(Source extract):
Of Health Care, Haircuts and Broccoli

It was just a routine haircut.

But before it was over, I found myself engaged in a donnybrook with a beauty salon of women from both the left and right in their political thinking, all preaching to each other about the evils of the federal health care reform law, known as the Affordable Care Act.

The subject came up because I had mentioned that I would be covering the decision of the U.S. Supreme Court this week, which will determine whether the ACA is unconstitutional.

Although no one in the room was an attorney and certainly none of them had ever argued a case before the high court, there was unanimous agreement that the bill was an infringement of their rights because it will require most Americans to buy health insurance.

I was struck by this. The women in this group, I will say again, came from both ends of the political spectrum. So for them all to agree that the so-called individual mandate was a violation of their personal freedom seemed worth taking note of in today’s polarized political environment.

I can’t remember the last time I watched a whole room full of liberal and conservative Americans agree on anything. And here they were going on and on about how the government shouldn’t be allowed to force them to buy ANYTHING … least of all health insurance.

Of course, many feel differently. There are conservatives who think that state governments have the right to pass laws like this — even if they think the federal government overstepped its bounds here. And there are many liberals who think the Affordable Care Act would greatly benefit the very Americans who are complaining about the law in hair salons and barber shops.

But this all gave me some insight into why polling on this issue, which started a few years ago, has consistently shown the same thing: that more than 50 percent of people do not like the individual mandate. Like the women in that beauty parlor, most Americans aren’t keen on their government interfering in their health care decisions — at least when it comes to forcing them to buy insurance.

Back in March, when the high court heard arguments in the case, even the justices themselves got into a protracted discussion with lawyers arguing the case before them — the now-famous broccoli discussion. That started when Justice Antonin Scalia asked one of the lawyers a simple question: If the government can require people to buy health insurance, couldn’t it also make Americans buy broccoli?

(Action item A): Reproduce the part of the health care column starting with "I was struck" and going on through "polarized political environment.".
(Action item B): In the health care column, which justice asked whether the government could also make Americans buy broccoli?
(Action item C): Continue the health care column from its last sentence.
The data has no connection to the health care column.

(Data under study):
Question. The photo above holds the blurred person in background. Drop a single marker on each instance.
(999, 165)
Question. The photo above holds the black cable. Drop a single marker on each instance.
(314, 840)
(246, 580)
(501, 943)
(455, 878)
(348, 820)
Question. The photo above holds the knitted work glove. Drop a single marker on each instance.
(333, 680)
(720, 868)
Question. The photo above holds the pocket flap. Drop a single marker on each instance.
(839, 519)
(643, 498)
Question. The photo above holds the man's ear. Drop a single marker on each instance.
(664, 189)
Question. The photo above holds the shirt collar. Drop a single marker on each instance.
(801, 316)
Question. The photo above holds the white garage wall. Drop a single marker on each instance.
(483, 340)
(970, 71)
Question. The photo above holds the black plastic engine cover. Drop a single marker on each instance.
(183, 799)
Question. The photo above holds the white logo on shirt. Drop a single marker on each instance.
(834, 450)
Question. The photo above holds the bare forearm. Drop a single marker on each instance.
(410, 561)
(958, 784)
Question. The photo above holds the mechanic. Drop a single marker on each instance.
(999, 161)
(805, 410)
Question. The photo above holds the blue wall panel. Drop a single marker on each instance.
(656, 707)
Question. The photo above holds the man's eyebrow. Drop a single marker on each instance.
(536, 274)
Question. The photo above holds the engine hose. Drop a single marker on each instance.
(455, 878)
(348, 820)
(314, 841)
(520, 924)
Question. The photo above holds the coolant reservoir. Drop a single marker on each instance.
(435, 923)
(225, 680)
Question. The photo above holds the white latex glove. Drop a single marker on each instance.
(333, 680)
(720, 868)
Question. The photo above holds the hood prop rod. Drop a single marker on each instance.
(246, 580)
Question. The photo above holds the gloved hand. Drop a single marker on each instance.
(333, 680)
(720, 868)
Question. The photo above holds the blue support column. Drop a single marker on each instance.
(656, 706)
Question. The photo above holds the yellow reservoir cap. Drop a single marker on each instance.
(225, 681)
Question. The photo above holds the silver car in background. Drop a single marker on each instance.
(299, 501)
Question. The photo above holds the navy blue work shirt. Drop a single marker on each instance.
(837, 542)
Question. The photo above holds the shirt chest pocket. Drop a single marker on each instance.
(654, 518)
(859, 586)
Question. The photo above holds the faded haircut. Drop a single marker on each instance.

(Answer area A):
I was struck by this. The women in this group, I will say again, came from both ends of the political spectrum. So for them all to agree that the so-called individual mandate was a violation of their personal freedom seemed worth taking note of in today’s polarized political environment.

(Answer area B): Justice Antonin Scalia

(Answer area C):
Tomorrow’s Supreme Court decision is about a whole lot more than vegetables. It may bring some clarity to the issue of how far the government can go in what it requires its citizens to do. And it will affect almost everyone because health care is something that … at some point in our lives … we all need.

It won’t be clear until the justices hand down their decision tomorrow how much of the ACA will survive. The court also has to decide whether the law’s expansion of the Medicaid program to 16 million more Americans will stand.

But however this turns out, there will still be a lot of hurdles for the country to overcome before the health care system is truly reformed. And if the mandate is knocked down, there will be big questions about how to cover millions of uninsured Americans … and keep them out of the emergency room, where health care is most expensive.

Check out the story posted on our health page today on the situation in Texas, where one in three people are uninsured. That’s more than any other state. The city of Houston alone has 33 percent of its people without health insurance … one of the highest rates in the country.

And it’s estimated that every year, more than 200,000 people die because they have no health insurance. So come tomorrow — whether you like buying broccoli or not — there’s still much to be done.